> GIVEN INSTRUCTION
Lay out the material from the line that contains "in white tank" through the line that contains "(0, 152), (153, 191)" as a JSON list of strings, with one string per line and blank lines left out.

> RECORDS PROVIDED
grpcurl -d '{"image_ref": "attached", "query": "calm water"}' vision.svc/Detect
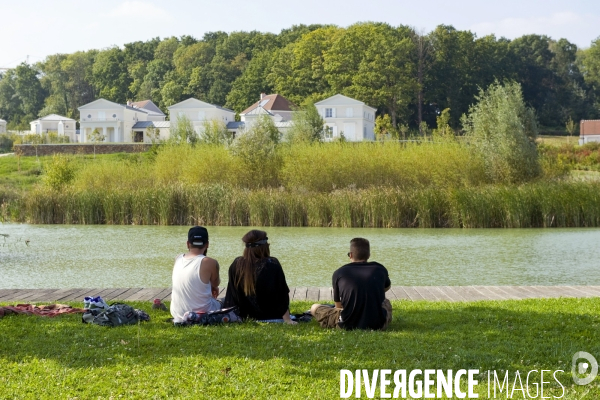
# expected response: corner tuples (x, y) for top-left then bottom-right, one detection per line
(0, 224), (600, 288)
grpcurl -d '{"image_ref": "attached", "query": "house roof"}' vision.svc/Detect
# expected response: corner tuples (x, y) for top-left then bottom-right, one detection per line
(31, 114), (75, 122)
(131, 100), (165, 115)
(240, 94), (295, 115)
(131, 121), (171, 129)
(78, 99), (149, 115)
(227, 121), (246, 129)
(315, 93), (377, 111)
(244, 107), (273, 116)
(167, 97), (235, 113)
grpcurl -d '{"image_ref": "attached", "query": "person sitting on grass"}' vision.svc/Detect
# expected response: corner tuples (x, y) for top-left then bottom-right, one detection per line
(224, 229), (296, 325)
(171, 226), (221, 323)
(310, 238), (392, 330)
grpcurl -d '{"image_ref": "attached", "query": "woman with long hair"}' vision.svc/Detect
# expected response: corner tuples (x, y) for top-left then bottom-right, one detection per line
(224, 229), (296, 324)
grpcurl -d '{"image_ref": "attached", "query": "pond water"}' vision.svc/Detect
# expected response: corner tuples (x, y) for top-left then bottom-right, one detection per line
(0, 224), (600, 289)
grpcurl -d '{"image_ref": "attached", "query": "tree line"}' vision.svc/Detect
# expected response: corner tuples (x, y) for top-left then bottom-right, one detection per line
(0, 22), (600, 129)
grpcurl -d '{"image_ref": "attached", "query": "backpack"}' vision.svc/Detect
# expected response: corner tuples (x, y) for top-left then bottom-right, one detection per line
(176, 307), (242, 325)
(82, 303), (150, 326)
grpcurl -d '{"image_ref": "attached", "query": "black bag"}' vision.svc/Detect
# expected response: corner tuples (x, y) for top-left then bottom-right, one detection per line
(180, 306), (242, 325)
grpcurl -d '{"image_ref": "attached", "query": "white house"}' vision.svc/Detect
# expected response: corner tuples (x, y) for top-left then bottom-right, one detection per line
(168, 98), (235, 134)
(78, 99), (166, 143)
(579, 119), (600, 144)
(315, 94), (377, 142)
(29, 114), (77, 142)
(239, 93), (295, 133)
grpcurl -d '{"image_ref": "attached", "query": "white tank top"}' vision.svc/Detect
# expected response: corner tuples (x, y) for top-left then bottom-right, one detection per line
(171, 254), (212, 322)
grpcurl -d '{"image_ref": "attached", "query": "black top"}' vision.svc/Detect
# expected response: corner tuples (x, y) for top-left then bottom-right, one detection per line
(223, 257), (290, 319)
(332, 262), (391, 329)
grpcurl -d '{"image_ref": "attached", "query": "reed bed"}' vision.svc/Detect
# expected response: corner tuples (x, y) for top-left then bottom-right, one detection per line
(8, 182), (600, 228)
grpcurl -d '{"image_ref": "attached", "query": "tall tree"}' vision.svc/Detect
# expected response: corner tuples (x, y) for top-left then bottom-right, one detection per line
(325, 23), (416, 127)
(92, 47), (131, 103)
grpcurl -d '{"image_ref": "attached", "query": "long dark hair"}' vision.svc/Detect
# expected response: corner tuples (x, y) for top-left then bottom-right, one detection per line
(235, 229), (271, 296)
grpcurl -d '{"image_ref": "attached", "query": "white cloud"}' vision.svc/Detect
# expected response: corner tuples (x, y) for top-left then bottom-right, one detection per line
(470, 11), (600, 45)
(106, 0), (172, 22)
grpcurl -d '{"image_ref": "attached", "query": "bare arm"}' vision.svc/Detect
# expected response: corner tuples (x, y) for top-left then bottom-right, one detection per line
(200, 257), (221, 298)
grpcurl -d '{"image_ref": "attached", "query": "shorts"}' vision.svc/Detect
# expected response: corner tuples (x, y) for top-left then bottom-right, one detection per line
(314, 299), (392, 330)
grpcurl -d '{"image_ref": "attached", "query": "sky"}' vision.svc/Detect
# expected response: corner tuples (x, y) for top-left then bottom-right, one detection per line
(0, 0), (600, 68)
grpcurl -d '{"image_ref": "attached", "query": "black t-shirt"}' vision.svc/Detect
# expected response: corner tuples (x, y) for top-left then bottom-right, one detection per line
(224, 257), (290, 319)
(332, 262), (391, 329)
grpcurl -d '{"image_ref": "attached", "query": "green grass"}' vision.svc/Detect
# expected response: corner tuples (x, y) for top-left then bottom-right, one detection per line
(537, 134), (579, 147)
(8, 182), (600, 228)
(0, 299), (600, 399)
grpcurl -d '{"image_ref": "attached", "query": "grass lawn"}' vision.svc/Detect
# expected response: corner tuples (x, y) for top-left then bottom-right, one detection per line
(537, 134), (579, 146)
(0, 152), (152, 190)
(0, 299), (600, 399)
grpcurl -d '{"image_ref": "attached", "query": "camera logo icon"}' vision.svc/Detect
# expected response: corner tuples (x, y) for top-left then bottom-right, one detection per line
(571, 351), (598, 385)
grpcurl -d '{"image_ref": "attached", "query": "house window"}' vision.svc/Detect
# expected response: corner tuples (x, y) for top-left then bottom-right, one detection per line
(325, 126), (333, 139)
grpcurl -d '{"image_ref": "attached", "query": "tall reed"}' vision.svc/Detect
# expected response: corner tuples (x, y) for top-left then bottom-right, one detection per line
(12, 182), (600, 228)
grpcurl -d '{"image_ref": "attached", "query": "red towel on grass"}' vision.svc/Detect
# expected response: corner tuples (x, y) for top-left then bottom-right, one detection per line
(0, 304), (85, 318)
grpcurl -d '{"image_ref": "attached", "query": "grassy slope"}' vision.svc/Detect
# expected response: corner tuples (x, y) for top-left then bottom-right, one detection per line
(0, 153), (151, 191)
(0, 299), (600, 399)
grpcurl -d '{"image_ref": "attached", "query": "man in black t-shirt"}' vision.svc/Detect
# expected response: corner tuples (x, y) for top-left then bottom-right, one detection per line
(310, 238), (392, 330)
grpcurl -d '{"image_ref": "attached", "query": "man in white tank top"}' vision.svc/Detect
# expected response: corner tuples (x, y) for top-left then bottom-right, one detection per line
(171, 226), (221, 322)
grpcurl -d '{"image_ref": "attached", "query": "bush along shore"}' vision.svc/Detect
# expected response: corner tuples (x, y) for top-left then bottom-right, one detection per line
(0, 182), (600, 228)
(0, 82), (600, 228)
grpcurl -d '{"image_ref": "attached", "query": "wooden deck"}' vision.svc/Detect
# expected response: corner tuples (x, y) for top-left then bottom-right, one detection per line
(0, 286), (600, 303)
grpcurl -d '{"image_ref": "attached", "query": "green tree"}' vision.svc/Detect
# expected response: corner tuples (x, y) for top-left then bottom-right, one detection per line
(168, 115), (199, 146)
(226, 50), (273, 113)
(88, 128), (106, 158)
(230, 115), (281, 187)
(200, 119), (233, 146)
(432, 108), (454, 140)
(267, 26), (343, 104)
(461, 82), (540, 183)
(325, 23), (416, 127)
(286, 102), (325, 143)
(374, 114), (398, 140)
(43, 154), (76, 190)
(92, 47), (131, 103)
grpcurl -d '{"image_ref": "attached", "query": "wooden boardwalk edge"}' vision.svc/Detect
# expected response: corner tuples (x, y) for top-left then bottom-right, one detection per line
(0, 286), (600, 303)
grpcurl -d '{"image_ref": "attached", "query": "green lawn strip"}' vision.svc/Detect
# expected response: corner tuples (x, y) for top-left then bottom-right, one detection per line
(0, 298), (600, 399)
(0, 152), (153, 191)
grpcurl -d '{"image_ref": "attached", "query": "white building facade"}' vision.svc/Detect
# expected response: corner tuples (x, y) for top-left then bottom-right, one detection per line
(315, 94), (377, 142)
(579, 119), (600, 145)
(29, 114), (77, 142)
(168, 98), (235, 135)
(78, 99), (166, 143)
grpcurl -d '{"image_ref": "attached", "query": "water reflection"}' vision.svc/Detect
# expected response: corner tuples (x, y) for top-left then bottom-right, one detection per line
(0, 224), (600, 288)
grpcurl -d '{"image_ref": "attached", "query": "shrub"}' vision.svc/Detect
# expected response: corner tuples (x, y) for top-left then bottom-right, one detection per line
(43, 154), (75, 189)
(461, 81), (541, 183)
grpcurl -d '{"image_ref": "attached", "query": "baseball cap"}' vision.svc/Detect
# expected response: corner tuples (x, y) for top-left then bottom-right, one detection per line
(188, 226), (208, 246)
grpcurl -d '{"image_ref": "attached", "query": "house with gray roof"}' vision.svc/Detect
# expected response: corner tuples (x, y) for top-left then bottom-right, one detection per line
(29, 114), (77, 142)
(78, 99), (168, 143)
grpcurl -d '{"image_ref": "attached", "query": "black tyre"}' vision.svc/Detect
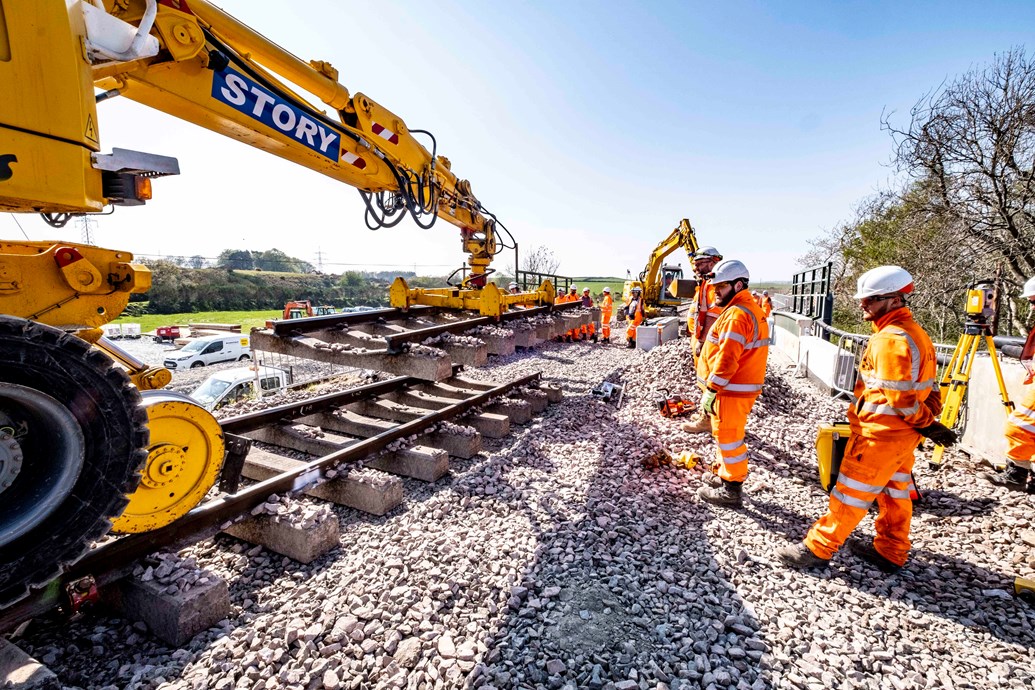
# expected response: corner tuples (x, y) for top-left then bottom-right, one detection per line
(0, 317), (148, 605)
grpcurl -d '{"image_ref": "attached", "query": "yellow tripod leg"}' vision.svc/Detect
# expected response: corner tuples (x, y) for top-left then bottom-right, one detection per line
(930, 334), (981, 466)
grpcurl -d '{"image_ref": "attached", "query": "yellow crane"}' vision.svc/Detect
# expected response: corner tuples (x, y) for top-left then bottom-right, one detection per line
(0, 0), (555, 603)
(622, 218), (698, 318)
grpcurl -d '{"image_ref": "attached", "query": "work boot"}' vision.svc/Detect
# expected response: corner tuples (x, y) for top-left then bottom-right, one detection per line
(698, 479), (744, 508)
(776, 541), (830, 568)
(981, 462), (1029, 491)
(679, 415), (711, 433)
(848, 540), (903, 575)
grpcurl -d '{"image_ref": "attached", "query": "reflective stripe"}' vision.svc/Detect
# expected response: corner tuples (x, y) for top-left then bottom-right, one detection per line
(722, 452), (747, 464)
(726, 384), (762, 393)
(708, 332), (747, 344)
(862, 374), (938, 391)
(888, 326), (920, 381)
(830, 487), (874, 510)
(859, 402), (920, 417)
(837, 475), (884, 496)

> RESULT FOR THIS EXERCISE
[
  "grpcurl -d '{\"image_ref\": \"attached\", \"query\": \"man in white tank top\"}' vision.svc/Detect",
  "# expected response: corner tuples (x, y) for top-left then bottom-right, one detection per line",
  "(171, 226), (221, 322)",
  "grpcurl -d '{\"image_ref\": \"attached\", \"query\": \"bush along shore\"}' vision.svc/Detect",
  "# expected response: corner tuples (x, y) for top-left then bottom-right, one detection per line",
  "(0, 182), (600, 228)",
  "(0, 82), (600, 228)",
  "grpcurl -d '{\"image_ref\": \"attached\", \"query\": \"wooden deck\"}' vision.svc/Detect",
  "# expected response: corner tuples (x, y) for top-left then bottom-right, one detection per line",
  "(0, 286), (600, 303)",
  "grpcurl -d '{\"image_ref\": \"attached\", \"query\": \"green tree\"}' vision.svc/Detect",
  "# expected response: corner tuples (x, y) for top-left then bottom-right, one detection per line",
  "(168, 115), (199, 146)",
  "(226, 50), (273, 113)",
  "(88, 128), (106, 158)",
  "(230, 115), (281, 187)",
  "(200, 119), (233, 146)",
  "(432, 108), (454, 140)",
  "(267, 26), (343, 104)",
  "(461, 82), (540, 183)",
  "(325, 23), (416, 127)",
  "(286, 102), (325, 143)",
  "(374, 114), (398, 140)",
  "(43, 154), (76, 190)",
  "(92, 47), (131, 103)",
  "grpcurl -d '{\"image_ref\": \"attached\", \"query\": \"wooden boardwalk edge\"}' vision.svc/Detect",
  "# expected response: corner tuples (x, y) for top-left then bottom-right, one detection per line",
  "(0, 286), (600, 303)",
  "grpcurl -d '{\"image_ref\": \"attached\", \"query\": \"green lawn strip\"}' vision.svc/Detect",
  "# expected response: corner tuples (x, y) for top-left then bottom-right, one detection per line",
  "(0, 298), (600, 399)",
  "(0, 152), (153, 191)"
]